● **TEXTO FORNECIDO**
────────
Neste jogo de poder, mantê-lo parece mais importante do que dar solução às
angústias e sofrimentos das pessoas.
Ao contrário, o
que se vê é que a zona de impacto direto da mina transformou-se numa espécie de
“Faixa de Gaza”: ali, nem mesmo a Prefeitura faz investimentos, existem várias
casas sem saneamento básico, ninguém quer morar e os moradores que desejam sair
não conseguem vender suas casas. Os imóveis perderam valor, pelas rachaduras,
poeira, barulho, pelas doenças respiratórias e pela insegurança de quem vive
esperando o pior.
Um traço comum
às diversas classes e segmentos da sociedade brasileira é o pouco caso com que
se tratam, ignorando os problemas que não lhes afetam diretamente. Isto é bem
nítido na sociedade paracatuense, que não se importa com a situação das comunidades
vizinhas à mina Morro do Ouro. Esta omissão nos parece clara quando se está
vendo, assistindo, ouvindo e presenciando desfechos que são, a rigor, no
sentido de remoção de comunidades que ali se estabeleceram muito antes do
empreendimento da Kinross.
────────
● **PARTES DO EXERCÍCIO**
A - Extraia do texto sobre a mina Morro do Ouro o trecho entre "Neste jogo de" e "esperando o pior.", incluindo ambos.
B - No texto sobre a mina Morro do Ouro, a que é comparada a zona de impacto direto da mina?
Baseie-se apenas no texto acima.
────────
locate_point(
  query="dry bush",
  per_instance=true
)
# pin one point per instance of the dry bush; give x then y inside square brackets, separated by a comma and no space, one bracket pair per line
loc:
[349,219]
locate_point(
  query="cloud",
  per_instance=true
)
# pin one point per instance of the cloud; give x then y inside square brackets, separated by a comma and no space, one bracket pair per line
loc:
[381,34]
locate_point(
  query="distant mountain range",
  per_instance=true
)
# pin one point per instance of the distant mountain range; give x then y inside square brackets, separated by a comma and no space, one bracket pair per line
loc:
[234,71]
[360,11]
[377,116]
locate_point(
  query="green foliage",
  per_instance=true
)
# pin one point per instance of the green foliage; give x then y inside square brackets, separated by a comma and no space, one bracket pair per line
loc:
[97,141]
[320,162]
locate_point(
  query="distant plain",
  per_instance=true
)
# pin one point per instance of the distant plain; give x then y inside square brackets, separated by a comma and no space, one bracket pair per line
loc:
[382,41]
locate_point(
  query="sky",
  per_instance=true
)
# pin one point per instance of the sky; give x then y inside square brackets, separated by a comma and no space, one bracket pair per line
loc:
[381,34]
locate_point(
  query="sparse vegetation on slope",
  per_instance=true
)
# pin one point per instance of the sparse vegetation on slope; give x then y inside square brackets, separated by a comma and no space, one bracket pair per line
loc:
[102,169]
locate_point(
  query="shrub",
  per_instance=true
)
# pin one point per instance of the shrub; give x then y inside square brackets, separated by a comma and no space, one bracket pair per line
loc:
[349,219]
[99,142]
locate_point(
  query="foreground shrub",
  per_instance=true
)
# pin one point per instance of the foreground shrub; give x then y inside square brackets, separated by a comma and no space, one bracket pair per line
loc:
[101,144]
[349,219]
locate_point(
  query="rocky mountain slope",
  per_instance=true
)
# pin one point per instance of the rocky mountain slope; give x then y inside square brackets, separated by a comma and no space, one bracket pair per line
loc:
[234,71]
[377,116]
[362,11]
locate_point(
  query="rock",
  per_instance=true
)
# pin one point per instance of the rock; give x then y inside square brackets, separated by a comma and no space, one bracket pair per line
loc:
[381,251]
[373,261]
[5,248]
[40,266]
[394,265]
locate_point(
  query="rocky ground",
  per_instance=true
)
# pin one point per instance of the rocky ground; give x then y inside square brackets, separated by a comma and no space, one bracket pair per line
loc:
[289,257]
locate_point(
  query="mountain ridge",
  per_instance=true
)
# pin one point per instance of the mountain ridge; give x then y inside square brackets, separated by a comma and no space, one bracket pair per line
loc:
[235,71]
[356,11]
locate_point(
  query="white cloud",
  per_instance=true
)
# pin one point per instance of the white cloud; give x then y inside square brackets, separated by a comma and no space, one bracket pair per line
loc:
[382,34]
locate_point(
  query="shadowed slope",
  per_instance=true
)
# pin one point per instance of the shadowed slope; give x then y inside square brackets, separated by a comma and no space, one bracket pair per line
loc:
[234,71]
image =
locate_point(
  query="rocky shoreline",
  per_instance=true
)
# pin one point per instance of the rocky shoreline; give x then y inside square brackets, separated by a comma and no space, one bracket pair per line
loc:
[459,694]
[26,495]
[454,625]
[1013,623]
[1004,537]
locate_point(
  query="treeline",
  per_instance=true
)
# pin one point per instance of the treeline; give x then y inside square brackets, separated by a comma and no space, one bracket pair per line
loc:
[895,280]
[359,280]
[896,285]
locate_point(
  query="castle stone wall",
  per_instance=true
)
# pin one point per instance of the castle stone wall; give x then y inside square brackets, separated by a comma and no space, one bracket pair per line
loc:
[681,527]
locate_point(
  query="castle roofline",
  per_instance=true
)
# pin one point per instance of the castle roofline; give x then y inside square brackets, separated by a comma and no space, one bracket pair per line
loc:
────────
● **RESPOSTAS POR TAREFA**
A -
Neste jogo de poder, mantê-lo parece mais importante do que dar solução às
angústias e sofrimentos das pessoas.
Ao contrário, o
que se vê é que a zona de impacto direto da mina transformou-se numa espécie de
“Faixa de Gaza”: ali, nem mesmo a Prefeitura faz investimentos, existem várias
casas sem saneamento básico, ninguém quer morar e os moradores que desejam sair
não conseguem vender suas casas. Os imóveis perderam valor, pelas rachaduras,
poeira, barulho, pelas doenças respiratórias e pela insegurança de quem vive
esperando o pior.

B - A uma espécie de "Faixa de Gaza".